───── TESTO DI PARTENZA ─────

Per i candidati repubblicani alla presidenza, la strage di Charleston sta diventando fonte di grave imbarazzo. Non è soltanto la questione della bandiera degli Stati confederati a trascinare i repubblicani in un dibattito che avrebbero preferito evitare. Emerge ora che alcuni dei candidati del G.O.P. alle presidenziali 2016 – tra questi Ted Cruz, Rick Santorum, Rand Paul – hanno ricevuto finanziamenti elettorali dall’uomo che Dylann Roof, il 21enne sospettato del massacro di Charleston, cita come fonte di ispirazione nel “Manifesto” razzista postato nel suo sito.

Nel “Manifesto”, Roof scrive di aver avuto per la prima volta notizia di “brutali assassinii da parte di neri ai danni dei bianchi” dal website del “Council of Conservative Citizens”, un gruppo con sede in Missouri guidato da Earl Holt III, 62 anni, un suprematista bianco conosciuto per le sue opinioni ferocemente razziste. Raggiunto telefonicamente dal “Guardian”, che per primo ha rivelato la notizia, Holt ha detto di essere occupato e ha riattaccato. Poco dopo lo stesso Holt ha rilasciato una dichiarazione. Ha detto di “non essere sorpreso” dal fatto che Roof avesse preso ispirazione dal suo sito, che parla di “relazione tra le razze in modo accurato e onesto”. Holt ha comunque aggiunto che “il Council of Conservative Citizens non può essere riconosciuto responsabile delle azioni di un pazzo che ha semplicemente raccolto le nostre informazioni”.

Negli ultimi quattro anni, una serie di commenti pesantemente razzisti sono stati postati su “The Blaze”, un organo di stampa di orientamento conservatore, e su altri siti da uno user che si firma “Earl P Holt III di Longview, Texas”. In un commento Holt si riferisce agli afro-americani come “Africanus Criminalis”. In un altro dice di aver acquistato e di essere diventato esperto nell’uso di “molte armi da fuoco” per evitare di essere ammazzato dai non-bianchi. In un altro ancora lo user che si identica con il nome di Holt scrive che gli attivisti neri “vi uccideranno, stupreranno tutta la vostra famiglia, bruceranno la vostra casa”. Holt, che spesso nei suoi messaggi definisce gli afro-americani “niggers”, negri, si accanisce in un’occasione anche contro il governo americano, che distribuisce i soldi delle sue tasse “a ogni imbroglione del welfare, trafficante di droga, spettatore di Oprah, criminale, alcolizzato, drogato, parassita in America”.

───── DATI ESTRATTI ─────

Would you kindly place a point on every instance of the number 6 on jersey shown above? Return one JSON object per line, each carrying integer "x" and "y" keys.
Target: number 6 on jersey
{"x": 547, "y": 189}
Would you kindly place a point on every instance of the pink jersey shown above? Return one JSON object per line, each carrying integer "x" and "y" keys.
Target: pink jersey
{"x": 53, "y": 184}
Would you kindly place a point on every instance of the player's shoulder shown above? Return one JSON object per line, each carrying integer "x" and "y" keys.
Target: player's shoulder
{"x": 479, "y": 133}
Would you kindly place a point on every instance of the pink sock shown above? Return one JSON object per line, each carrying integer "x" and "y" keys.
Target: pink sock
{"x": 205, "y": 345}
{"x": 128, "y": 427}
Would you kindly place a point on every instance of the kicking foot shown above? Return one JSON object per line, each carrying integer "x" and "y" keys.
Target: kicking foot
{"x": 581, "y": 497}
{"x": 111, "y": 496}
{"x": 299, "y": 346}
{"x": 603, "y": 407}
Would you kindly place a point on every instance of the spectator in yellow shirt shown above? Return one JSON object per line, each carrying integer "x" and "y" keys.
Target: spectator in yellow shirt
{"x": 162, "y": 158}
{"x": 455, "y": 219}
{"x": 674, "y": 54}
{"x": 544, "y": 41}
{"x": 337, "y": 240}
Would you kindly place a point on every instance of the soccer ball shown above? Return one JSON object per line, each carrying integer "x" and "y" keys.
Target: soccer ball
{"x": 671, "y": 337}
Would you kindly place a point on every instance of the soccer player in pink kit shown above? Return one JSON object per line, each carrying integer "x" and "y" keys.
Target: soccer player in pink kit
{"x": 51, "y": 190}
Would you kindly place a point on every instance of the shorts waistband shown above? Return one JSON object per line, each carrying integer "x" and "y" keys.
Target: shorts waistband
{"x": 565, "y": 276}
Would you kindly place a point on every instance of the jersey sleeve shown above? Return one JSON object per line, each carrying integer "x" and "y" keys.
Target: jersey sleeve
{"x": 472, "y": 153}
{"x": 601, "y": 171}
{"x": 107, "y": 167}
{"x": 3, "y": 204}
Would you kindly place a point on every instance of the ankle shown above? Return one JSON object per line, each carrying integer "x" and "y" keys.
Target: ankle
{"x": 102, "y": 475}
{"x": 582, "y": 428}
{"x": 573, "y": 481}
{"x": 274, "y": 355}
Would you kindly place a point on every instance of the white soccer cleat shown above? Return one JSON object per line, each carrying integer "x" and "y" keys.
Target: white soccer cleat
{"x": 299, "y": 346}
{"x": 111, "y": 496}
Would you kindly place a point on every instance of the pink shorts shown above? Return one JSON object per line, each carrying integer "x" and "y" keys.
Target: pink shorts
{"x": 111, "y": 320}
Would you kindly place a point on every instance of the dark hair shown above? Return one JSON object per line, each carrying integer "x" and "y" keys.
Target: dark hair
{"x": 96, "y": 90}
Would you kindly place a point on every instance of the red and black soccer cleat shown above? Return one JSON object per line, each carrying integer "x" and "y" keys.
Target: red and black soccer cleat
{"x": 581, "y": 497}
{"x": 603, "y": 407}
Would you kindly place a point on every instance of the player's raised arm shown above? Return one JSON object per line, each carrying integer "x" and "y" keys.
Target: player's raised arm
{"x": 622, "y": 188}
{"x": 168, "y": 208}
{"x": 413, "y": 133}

─────

§ **CONSEGNA 1**: Sostituisci "repubblicani" con "conservatori" e riscrivi l'articolo sulla strage di Charleston partendo da "Per i candidati" e arrivando fino a "nel suo sito.".
§ **CONSEGNA 2**: Riprendi l'articolo sulla strage di Charleston e scrivine il seguito dopo l'ultima frase.

§ **RISULTATO 1**:
Per i candidati conservatori alla presidenza, la strage di Charleston sta diventando fonte di grave imbarazzo. Non è soltanto la questione della bandiera degli Stati confederati a trascinare i conservatori in un dibattito che avrebbero preferito evitare. Emerge ora che alcuni dei candidati del G.O.P. alle presidenziali 2016 – tra questi Ted Cruz, Rick Santorum, Rand Paul – hanno ricevuto finanziamenti elettorali dall’uomo che Dylann Roof, il 21enne sospettato del massacro di Charleston, cita come fonte di ispirazione nel “Manifesto” razzista postato nel suo sito.

§ **RISULTATO 2**:
Un portavoce del “Council of Conservatice Citizens” ha confermato che lo user che si firma come “Earl P Holt III” è davvero il presidente del gruppo. Holt avrebbe anche, negli ultimi anni, contribuito con almeno 65 mila dollari alle campagne di molti politici repubblicani. Ted Cruz ha ricevuto almeno 8500 dollari. Il RandPAC, il comitato politico di Rand Paul, ha incassato 1750 dollari da Holt; 1500 sono andati a Rick Santorum. Se i collaboratori di Ted Cruz hanno detto che la donazione di Holt verrà immediatamente restituita, Rick Santorum ha fatto sapere di “non giustificare alcuna forma di razzismo”, mentre Rand Paul non ha per il momento risposto alle richieste di chiarimenti.

L’imbarazzo dei repubblicani è comunque forte. Essere in qualche modo collegati a Holt, e dunque a Dylann Roof, l’autore presunto di uno dei crimini razziali più efferati di tutta la storia americana, non è quello di cui i candidati avevano bisogno in questo momento della campagna. Anche perché la vicenda dei finanziamenti si intreccia a un’altra storia potenzialmente pericolosa: quella della bandiera degli Stati confederati, che fino al 2000 sventolava sulla cima del Campidoglio del South Carolina, a Columbia; che poi è stata rimossa e spostata accanto a un memoriale ai soldati confederati, conservando comunque una posizione di primo piano accanto all’Assemblea che rappresenta tutto il popolo del South Carolina.

Per alcuni quella bandiera è simbolo di odio e divisione razziale; per altri è parte integrante della storia e della memoria dello Stato. Il dibattito su dove la bandiera debba essere collocata – se debba essere completamente rimossa e collocata in un museo – prosegue da tempo ed è stato ulteriormente rinfocolato dalla strage di Charleston. In diverse fotografie si vede infatti Dylann Roof avvolto o nell’atto di sventolare la bandiera, i cui colori appaiono anche sulla targa della sua macchina. Inevitabile che il tema abbia anche ripercussioni sulla campagna elettorale delle presidenziali – considerato che il South Carolina è il terzo Stato che voterà alle primarie 2016. Sul tema, Hillary Clinton ha preso, già nel 2007, una posizione inequivocabile. “La bandiera va rimossa”.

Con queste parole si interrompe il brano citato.